◆ STORED DATA
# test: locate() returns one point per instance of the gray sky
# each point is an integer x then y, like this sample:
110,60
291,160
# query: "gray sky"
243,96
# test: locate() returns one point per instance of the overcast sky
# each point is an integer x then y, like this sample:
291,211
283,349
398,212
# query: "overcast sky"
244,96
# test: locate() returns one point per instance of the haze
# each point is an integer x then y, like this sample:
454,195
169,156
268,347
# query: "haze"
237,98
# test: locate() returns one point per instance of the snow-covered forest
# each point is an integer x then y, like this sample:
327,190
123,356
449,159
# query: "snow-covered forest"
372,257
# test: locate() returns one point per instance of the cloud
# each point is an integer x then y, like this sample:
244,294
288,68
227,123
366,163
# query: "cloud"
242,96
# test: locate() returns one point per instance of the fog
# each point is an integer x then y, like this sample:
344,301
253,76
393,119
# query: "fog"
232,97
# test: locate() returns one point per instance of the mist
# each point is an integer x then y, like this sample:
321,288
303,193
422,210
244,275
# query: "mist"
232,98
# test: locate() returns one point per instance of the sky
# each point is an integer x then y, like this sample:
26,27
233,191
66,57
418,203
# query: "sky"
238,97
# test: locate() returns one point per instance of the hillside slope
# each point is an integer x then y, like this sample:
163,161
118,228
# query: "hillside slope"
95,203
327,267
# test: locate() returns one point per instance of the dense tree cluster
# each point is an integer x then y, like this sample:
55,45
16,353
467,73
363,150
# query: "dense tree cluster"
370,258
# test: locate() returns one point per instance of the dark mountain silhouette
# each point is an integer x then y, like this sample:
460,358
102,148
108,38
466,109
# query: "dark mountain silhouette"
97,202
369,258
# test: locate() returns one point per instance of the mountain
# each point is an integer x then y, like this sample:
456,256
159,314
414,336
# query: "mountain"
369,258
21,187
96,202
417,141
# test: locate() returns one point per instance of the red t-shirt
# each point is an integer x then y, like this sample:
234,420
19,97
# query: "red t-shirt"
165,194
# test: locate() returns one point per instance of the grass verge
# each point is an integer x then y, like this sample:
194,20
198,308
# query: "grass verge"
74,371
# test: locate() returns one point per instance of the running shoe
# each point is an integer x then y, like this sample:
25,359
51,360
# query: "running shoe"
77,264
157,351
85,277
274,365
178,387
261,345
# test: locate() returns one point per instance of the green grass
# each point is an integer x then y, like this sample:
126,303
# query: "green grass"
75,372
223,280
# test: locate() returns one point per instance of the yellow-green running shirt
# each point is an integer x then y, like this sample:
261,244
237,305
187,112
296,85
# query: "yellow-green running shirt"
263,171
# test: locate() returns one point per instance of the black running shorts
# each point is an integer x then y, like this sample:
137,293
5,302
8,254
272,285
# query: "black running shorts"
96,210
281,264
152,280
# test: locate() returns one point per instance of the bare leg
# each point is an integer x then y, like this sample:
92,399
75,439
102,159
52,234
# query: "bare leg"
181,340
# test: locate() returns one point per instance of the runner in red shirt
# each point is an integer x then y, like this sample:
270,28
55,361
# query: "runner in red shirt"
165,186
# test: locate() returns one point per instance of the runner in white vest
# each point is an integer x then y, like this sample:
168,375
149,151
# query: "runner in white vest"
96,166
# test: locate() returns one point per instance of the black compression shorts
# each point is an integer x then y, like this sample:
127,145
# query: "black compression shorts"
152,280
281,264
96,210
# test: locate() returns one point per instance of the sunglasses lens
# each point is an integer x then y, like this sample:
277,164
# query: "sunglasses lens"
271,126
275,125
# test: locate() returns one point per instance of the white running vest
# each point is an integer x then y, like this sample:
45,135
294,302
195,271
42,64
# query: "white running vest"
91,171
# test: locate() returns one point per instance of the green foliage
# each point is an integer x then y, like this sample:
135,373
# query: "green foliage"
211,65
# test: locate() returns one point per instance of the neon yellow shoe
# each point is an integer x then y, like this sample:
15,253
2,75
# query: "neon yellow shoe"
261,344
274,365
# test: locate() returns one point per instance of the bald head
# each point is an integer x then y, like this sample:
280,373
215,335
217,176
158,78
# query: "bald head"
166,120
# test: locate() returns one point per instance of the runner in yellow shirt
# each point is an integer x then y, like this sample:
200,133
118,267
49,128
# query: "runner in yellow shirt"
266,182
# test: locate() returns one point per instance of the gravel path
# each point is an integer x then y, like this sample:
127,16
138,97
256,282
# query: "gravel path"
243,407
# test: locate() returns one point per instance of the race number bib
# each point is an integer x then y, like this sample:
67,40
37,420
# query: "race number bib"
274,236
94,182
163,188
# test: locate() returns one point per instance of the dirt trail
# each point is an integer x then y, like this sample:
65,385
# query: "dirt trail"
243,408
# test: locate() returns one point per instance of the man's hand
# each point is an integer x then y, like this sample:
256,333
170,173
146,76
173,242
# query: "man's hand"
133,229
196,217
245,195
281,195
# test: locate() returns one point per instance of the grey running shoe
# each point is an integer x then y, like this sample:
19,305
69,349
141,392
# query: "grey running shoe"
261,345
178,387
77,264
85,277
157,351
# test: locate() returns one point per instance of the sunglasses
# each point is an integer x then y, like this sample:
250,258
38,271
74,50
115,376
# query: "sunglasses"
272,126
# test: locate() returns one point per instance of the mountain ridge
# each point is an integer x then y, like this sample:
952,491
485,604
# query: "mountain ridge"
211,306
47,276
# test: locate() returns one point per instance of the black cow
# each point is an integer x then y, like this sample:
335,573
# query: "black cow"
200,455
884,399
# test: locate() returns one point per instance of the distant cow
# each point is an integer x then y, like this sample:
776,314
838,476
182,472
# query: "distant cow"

◆ WORK TO DO
Can you recast all the items above as a Markdown table with the columns No. and Line, giving each line its own numbered row and leaving out blank lines?

◆ EXERCISE OUTPUT
| No. | Line |
|---|---|
| 1 | # test: locate() returns one point per instance of the gray sky |
| 2 | # each point is an integer x then y, like this sample: |
| 3 | 110,60 |
| 4 | 291,160 |
| 5 | # query: "gray sky" |
| 6 | 243,96 |
| 7 | # test: locate() returns one point per instance of the overcast sky |
| 8 | # each point is an integer x then y, like this sample: |
| 9 | 291,211 |
| 10 | 283,349 |
| 11 | 398,212 |
| 12 | # query: "overcast sky" |
| 13 | 244,96 |
| 14 | # test: locate() returns one point per instance of the haze |
| 15 | # each point is an integer x then y, like this sample: |
| 16 | 454,195 |
| 17 | 169,156 |
| 18 | 268,347 |
| 19 | # query: "haze" |
| 20 | 237,98 |
| 21 | # test: locate() returns one point per instance of the snow-covered forest |
| 22 | # each point is an integer x then y, like this sample: |
| 23 | 327,190 |
| 24 | 123,356 |
| 25 | 449,159 |
| 26 | # query: "snow-covered forest" |
| 27 | 372,257 |
| 28 | # test: locate() returns one point per instance of the cloud |
| 29 | # each point is an integer x then y, like this sample: |
| 30 | 244,294 |
| 31 | 288,68 |
| 32 | 227,123 |
| 33 | 366,163 |
| 34 | # query: "cloud" |
| 35 | 242,96 |
| 36 | # test: locate() returns one point per instance of the fog |
| 37 | # each point is an integer x then y, like this sample: |
| 38 | 344,301 |
| 39 | 253,76 |
| 40 | 393,119 |
| 41 | # query: "fog" |
| 42 | 232,97 |
| 43 | # test: locate() returns one point per instance of the mist |
| 44 | # each point is an integer x then y, like this sample: |
| 45 | 321,288 |
| 46 | 303,193 |
| 47 | 422,210 |
| 48 | 244,275 |
| 49 | # query: "mist" |
| 50 | 232,98 |
| 51 | # test: locate() returns one point per instance of the sky |
| 52 | # each point is an integer x then y, like this sample: |
| 53 | 26,27 |
| 54 | 233,191 |
| 55 | 66,57 |
| 56 | 418,203 |
| 57 | # query: "sky" |
| 58 | 238,97 |
| 59 | # test: locate() returns one point per instance of the hillside slope |
| 60 | # each point is an integer x then y, like this sample: |
| 61 | 163,161 |
| 62 | 118,228 |
| 63 | # query: "hillside slope" |
| 64 | 95,203 |
| 65 | 327,267 |
| 66 | # test: locate() returns one point per instance of the dense tree cluster |
| 67 | # each point is an integer x then y, like this sample: |
| 68 | 55,45 |
| 69 | 16,353 |
| 70 | 467,73 |
| 71 | 363,150 |
| 72 | # query: "dense tree cluster" |
| 73 | 370,258 |
| 74 | # test: locate() returns one point per instance of the dark mountain silhouette |
| 75 | # each point is an integer x then y, like this sample: |
| 76 | 460,358 |
| 77 | 102,148 |
| 78 | 108,38 |
| 79 | 466,109 |
| 80 | # query: "dark mountain silhouette" |
| 81 | 97,202 |
| 82 | 369,258 |
| 83 | # test: locate() returns one point per instance of the mountain |
| 84 | # each point is an integer x then y, like this sample: |
| 85 | 456,256 |
| 86 | 159,314 |
| 87 | 414,336 |
| 88 | # query: "mountain" |
| 89 | 369,258 |
| 90 | 21,187 |
| 91 | 96,202 |
| 92 | 417,141 |
| 93 | # test: locate() returns one point per instance of the red t-shirt |
| 94 | # each point is an integer x then y, like this sample: |
| 95 | 234,420 |
| 96 | 19,97 |
| 97 | # query: "red t-shirt" |
| 98 | 165,194 |
| 99 | # test: locate() returns one point per instance of the grass verge |
| 100 | # each point is an integer x then y, like this sample: |
| 101 | 194,20 |
| 102 | 198,308 |
| 103 | # query: "grass verge" |
| 104 | 74,371 |
| 105 | # test: locate() returns one point per instance of the running shoe |
| 106 | # each point is an integer x then y, like this sample: |
| 107 | 25,359 |
| 108 | 51,360 |
| 109 | # query: "running shoe" |
| 110 | 77,264 |
| 111 | 157,351 |
| 112 | 85,277 |
| 113 | 274,365 |
| 114 | 178,387 |
| 115 | 261,345 |
| 116 | # test: locate() returns one point per instance of the green grass |
| 117 | # each point is an integer x then y, like this sample: |
| 118 | 126,303 |
| 119 | # query: "green grass" |
| 120 | 75,372 |
| 121 | 223,280 |
| 122 | # test: locate() returns one point per instance of the yellow-green running shirt |
| 123 | # each point is an integer x then y, like this sample: |
| 124 | 261,244 |
| 125 | 237,305 |
| 126 | 187,112 |
| 127 | 296,85 |
| 128 | # query: "yellow-green running shirt" |
| 129 | 263,171 |
| 130 | # test: locate() returns one point per instance of the black running shorts |
| 131 | # each point is an integer x then y, like this sample: |
| 132 | 137,293 |
| 133 | 5,302 |
| 134 | 8,254 |
| 135 | 272,285 |
| 136 | # query: "black running shorts" |
| 137 | 96,210 |
| 138 | 281,264 |
| 139 | 152,280 |
| 140 | # test: locate() returns one point per instance of the bare leg |
| 141 | # each point is an integer x then y, like this sample: |
| 142 | 92,399 |
| 143 | 75,439 |
| 144 | 102,159 |
| 145 | 52,234 |
| 146 | # query: "bare leg" |
| 147 | 181,340 |
| 148 | # test: locate() returns one point per instance of the runner in red shirt |
| 149 | # each point is an integer x then y, like this sample: |
| 150 | 270,28 |
| 151 | 55,361 |
| 152 | # query: "runner in red shirt" |
| 153 | 165,186 |
| 154 | # test: locate() returns one point per instance of the runner in white vest |
| 155 | # each point is an integer x then y, like this sample: |
| 156 | 168,375 |
| 157 | 149,151 |
| 158 | # query: "runner in white vest" |
| 159 | 96,166 |
| 160 | # test: locate() returns one point per instance of the black compression shorts |
| 161 | # each point is an integer x then y, like this sample: |
| 162 | 127,145 |
| 163 | # query: "black compression shorts" |
| 164 | 152,280 |
| 165 | 281,264 |
| 166 | 96,210 |
| 167 | # test: locate() returns one point per instance of the sunglasses lens |
| 168 | # each point is an integer x then y, like this sample: |
| 169 | 277,164 |
| 170 | # query: "sunglasses lens" |
| 171 | 271,126 |
| 172 | 275,125 |
| 173 | # test: locate() returns one point per instance of the white running vest |
| 174 | # each point is an integer x then y, like this sample: |
| 175 | 45,135 |
| 176 | 294,302 |
| 177 | 195,271 |
| 178 | 42,64 |
| 179 | # query: "white running vest" |
| 180 | 91,171 |
| 181 | # test: locate() returns one point per instance of the green foliage |
| 182 | # each point is an integer x then y, like this sample: |
| 183 | 135,373 |
| 184 | # query: "green foliage" |
| 185 | 211,65 |
| 186 | # test: locate() returns one point per instance of the neon yellow shoe |
| 187 | # each point is an integer x then y, like this sample: |
| 188 | 15,253 |
| 189 | 2,75 |
| 190 | # query: "neon yellow shoe" |
| 191 | 261,344 |
| 192 | 274,365 |
| 193 | # test: locate() returns one point per instance of the bald head |
| 194 | # each point is an integer x then y, like this sample: |
| 195 | 280,373 |
| 196 | 215,335 |
| 197 | 217,176 |
| 198 | 158,78 |
| 199 | # query: "bald head" |
| 200 | 166,120 |
| 201 | # test: locate() returns one point per instance of the runner in yellow shirt |
| 202 | # each point is an integer x then y, like this sample: |
| 203 | 200,133 |
| 204 | 118,267 |
| 205 | 49,128 |
| 206 | # query: "runner in yellow shirt" |
| 207 | 266,182 |
| 208 | # test: locate() returns one point per instance of the gravel path |
| 209 | # each point is an integer x then y, like this sample: |
| 210 | 127,16 |
| 211 | 138,97 |
| 212 | 256,282 |
| 213 | # query: "gravel path" |
| 214 | 243,407 |
| 215 | # test: locate() returns one point per instance of the race number bib |
| 216 | # each point is an integer x then y, like this sample: |
| 217 | 67,40 |
| 218 | 37,420 |
| 219 | # query: "race number bib" |
| 220 | 274,236 |
| 221 | 94,182 |
| 222 | 163,188 |
| 223 | # test: locate() returns one point per instance of the dirt trail |
| 224 | # each point is an integer x then y, like this sample: |
| 225 | 65,385 |
| 226 | # query: "dirt trail" |
| 227 | 243,408 |
| 228 | # test: locate() returns one point per instance of the man's hand |
| 229 | # each point is an integer x then y, like this sample: |
| 230 | 256,333 |
| 231 | 170,173 |
| 232 | 146,76 |
| 233 | 173,242 |
| 234 | # query: "man's hand" |
| 235 | 133,229 |
| 236 | 196,217 |
| 237 | 245,195 |
| 238 | 281,195 |
| 239 | # test: locate() returns one point per instance of the grey running shoe |
| 240 | # each point is an integer x then y, like this sample: |
| 241 | 19,305 |
| 242 | 69,349 |
| 243 | 141,392 |
| 244 | # query: "grey running shoe" |
| 245 | 261,345 |
| 246 | 178,387 |
| 247 | 77,264 |
| 248 | 85,277 |
| 249 | 157,351 |
| 250 | # test: locate() returns one point per instance of the sunglasses |
| 251 | # each point is an integer x then y, like this sample: |
| 252 | 250,258 |
| 253 | 38,271 |
| 254 | 74,50 |
| 255 | 115,376 |
| 256 | # query: "sunglasses" |
| 257 | 272,126 |
| 258 | # test: locate() returns one point per instance of the mountain ridge |
| 259 | # each point is an integer x then y, like this sample: |
| 260 | 952,491 |
| 261 | 485,604 |
| 262 | # query: "mountain ridge" |
| 263 | 211,306 |
| 264 | 47,276 |
| 265 | # test: locate() returns one point per instance of the black cow |
| 266 | # each point is an integer x then y, like this sample: |
| 267 | 335,573 |
| 268 | # query: "black cow" |
| 269 | 200,455 |
| 270 | 884,399 |
| 271 | # test: locate() returns one point per instance of the distant cow |
| 272 | # each point is an integer x then y, like this sample: |
| 273 | 776,314 |
| 274 | 838,476 |
| 275 | 182,472 |
| 276 | # query: "distant cow" |